# [Given instruction A]
From the national accounts excerpt below, list each index that is named by formula, along with whether it is a price index or a quantity index.
# Document excerpt start
Chapter XVI of the 1993 SNA discusses an integrated set of price and volume measurements consistent with the system of national accounts. Practically speaking, separation of price and volume effects is achieved with a variety of methods that can be classified into two groups: those involving direct measurement of prices for deflation purposes, and those involving direct measurement of quantities or physical indicators for extrapolation of the aggregates of a reference period. This paper is concerned with the first, deflation group of methods.

Under the constant price concept the Paasche is the preferred price index formula, because its use in deflation is consistent with a Laspeyres quantity index. The Laspeyres quantity index is preferred in national accounts volume measurement because, as shown by Fisher and Shell, 24/ it underestimates volume change when producers are able to change product mix in response to changes in relative prices, while the Paasche quantity index overestimates volume change. This conservative feature of the Laspeyres quantity index is considered desirable, given the importance attached to volume change in the measurement of national economic performance and welfare.

a. Method of deflation

Industrial price indices can be used for deflation of value added under “double deflation” or “single indicator” methods, depending on the scope of the PPI compilation system.
# Document excerpt end
# Data extract start
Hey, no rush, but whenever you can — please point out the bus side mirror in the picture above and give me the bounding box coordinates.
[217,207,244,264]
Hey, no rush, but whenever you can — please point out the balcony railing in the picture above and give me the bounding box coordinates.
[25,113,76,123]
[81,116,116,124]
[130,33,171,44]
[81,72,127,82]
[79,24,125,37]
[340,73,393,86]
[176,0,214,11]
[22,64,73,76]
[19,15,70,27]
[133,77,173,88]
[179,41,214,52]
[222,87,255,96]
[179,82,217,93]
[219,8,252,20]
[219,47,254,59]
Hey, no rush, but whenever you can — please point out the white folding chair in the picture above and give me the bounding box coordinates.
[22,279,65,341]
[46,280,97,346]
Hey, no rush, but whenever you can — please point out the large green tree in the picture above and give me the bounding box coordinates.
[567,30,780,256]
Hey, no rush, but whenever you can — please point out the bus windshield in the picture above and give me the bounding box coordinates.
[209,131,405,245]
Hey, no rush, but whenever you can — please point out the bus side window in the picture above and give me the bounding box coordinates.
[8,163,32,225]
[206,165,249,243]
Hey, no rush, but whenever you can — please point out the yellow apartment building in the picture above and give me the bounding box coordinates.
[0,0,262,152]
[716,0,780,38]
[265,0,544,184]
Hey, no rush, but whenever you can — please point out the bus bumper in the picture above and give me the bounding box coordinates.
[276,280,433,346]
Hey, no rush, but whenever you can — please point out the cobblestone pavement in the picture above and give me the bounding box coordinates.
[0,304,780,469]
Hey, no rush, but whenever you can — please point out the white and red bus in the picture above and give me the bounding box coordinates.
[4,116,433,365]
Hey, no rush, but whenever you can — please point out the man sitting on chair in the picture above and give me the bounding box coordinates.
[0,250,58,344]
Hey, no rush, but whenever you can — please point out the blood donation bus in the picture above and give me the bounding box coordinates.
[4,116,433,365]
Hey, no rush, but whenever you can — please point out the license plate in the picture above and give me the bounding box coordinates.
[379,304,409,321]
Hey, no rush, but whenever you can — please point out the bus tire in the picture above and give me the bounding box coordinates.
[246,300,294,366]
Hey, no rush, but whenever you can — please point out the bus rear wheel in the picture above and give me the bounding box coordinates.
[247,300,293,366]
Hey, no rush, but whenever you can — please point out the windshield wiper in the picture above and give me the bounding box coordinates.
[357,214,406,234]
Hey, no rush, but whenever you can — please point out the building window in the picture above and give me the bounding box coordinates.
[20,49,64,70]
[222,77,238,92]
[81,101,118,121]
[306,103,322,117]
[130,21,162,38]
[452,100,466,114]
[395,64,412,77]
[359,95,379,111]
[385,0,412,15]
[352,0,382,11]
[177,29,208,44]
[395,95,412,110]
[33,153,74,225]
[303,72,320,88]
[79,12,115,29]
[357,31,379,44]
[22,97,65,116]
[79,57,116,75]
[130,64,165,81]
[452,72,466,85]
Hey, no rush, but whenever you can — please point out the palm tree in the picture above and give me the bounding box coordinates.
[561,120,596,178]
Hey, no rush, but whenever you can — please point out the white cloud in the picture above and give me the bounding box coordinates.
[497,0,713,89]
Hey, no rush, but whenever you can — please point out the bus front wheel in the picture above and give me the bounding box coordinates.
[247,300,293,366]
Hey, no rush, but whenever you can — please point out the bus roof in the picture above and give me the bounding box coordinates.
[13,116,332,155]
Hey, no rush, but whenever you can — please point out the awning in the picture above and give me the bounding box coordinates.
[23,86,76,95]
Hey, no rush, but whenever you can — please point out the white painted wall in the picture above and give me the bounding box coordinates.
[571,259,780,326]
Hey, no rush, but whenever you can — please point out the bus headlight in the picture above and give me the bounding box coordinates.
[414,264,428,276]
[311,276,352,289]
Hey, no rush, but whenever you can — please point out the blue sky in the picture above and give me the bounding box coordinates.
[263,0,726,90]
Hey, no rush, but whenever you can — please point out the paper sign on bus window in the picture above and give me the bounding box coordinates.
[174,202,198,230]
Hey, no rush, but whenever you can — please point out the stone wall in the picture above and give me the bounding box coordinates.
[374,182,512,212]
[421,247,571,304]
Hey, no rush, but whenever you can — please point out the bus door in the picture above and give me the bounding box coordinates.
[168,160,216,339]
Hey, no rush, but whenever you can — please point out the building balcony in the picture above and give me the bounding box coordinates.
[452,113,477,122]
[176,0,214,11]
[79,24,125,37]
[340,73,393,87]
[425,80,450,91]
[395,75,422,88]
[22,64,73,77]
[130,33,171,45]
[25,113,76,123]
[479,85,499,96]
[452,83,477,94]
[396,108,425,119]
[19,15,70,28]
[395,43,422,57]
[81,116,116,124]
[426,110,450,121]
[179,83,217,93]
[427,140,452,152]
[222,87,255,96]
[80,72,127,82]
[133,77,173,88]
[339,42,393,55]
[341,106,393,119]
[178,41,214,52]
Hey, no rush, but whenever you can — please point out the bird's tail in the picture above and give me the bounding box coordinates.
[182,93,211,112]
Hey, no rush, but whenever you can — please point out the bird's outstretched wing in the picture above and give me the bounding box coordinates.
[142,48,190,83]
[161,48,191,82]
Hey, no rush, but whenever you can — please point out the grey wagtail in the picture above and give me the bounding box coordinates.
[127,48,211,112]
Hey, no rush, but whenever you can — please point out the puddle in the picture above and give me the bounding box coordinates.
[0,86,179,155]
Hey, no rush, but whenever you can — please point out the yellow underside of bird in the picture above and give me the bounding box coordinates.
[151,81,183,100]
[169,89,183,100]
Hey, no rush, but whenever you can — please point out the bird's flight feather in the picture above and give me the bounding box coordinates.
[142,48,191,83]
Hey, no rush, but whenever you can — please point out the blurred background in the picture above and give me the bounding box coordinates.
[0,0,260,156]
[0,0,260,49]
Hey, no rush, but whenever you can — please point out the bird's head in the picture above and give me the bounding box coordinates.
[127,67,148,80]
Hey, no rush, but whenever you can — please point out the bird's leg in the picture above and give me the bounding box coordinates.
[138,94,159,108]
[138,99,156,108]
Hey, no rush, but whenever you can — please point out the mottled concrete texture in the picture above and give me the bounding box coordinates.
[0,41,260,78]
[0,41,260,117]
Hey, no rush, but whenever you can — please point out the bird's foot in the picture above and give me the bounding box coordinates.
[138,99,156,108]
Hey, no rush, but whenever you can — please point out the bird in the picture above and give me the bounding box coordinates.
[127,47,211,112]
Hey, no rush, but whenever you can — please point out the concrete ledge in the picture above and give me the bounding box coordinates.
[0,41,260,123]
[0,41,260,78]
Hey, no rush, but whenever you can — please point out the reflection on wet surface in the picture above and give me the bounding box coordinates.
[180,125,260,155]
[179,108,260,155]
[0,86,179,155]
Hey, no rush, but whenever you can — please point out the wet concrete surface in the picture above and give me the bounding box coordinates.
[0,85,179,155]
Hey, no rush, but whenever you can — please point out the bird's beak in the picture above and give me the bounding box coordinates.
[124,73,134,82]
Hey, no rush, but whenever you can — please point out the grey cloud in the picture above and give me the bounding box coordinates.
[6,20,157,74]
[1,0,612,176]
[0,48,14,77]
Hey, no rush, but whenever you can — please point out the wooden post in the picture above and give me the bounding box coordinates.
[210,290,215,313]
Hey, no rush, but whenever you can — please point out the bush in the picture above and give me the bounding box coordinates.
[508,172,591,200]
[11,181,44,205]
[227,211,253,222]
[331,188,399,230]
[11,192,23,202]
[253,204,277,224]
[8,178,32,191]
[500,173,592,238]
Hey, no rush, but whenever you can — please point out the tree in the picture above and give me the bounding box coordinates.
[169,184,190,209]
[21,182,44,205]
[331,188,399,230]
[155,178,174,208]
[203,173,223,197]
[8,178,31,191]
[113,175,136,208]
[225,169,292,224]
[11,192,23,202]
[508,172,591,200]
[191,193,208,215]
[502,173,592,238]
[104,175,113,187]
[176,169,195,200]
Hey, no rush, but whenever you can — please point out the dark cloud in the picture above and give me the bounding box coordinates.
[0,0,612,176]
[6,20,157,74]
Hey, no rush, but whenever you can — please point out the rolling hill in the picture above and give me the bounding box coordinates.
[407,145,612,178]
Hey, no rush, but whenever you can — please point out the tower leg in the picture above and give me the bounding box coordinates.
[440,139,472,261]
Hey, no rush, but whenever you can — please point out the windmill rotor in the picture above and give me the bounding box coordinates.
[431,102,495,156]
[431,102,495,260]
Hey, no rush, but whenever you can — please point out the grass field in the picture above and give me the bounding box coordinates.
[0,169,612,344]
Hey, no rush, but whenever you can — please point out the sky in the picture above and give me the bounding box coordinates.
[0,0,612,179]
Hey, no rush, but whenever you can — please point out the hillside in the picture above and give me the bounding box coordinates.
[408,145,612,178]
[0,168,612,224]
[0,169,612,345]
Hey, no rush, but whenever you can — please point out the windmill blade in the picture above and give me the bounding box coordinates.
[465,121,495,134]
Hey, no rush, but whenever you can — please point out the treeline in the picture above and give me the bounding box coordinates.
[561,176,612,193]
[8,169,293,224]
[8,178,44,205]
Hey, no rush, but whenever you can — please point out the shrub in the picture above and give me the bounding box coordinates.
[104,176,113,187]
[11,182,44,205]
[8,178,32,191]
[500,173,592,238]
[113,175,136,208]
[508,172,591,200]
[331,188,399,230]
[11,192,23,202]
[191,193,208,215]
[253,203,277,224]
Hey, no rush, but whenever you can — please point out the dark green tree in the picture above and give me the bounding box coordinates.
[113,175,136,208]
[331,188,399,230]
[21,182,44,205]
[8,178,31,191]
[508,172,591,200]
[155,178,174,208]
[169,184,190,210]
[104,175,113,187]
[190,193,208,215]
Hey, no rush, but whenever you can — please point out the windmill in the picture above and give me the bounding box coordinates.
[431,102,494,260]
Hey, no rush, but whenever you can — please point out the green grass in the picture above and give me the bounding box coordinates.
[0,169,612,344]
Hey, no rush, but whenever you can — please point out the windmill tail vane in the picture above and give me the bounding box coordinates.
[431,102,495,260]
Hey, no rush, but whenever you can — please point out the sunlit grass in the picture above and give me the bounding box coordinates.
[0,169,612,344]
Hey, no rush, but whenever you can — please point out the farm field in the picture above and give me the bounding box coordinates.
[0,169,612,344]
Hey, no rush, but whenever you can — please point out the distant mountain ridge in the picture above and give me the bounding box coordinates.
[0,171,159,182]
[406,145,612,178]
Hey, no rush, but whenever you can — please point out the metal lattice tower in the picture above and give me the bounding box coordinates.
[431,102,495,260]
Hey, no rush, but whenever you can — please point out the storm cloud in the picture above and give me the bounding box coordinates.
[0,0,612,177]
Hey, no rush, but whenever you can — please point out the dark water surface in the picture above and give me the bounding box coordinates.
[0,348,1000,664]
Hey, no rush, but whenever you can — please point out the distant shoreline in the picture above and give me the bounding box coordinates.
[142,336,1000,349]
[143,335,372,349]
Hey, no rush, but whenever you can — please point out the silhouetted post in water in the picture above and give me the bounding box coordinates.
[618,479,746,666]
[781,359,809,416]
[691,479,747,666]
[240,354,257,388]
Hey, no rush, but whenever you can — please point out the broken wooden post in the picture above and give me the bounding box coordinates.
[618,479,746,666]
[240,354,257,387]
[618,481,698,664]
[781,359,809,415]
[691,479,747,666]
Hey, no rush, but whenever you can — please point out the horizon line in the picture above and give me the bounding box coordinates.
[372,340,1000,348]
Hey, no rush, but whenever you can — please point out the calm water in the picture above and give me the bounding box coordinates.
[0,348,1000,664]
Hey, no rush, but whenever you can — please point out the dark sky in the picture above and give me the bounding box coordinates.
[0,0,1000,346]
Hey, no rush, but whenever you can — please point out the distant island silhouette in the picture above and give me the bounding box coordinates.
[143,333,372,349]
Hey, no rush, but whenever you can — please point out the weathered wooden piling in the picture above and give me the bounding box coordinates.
# Data extract end
# [Given instruction B]
Please select every line of the entries above that contains the word "wheel".

# [Complete answer A]
- Paasche price index
- Laspeyres quantity index
- Paasche quantity index

# [Complete answer B]
Hey, no rush, but whenever you can — please point out the bus rear wheel in the picture above and give me the bounding box coordinates.
Hey, no rush, but whenever you can — please point out the bus front wheel in the picture above and give me the bounding box coordinates.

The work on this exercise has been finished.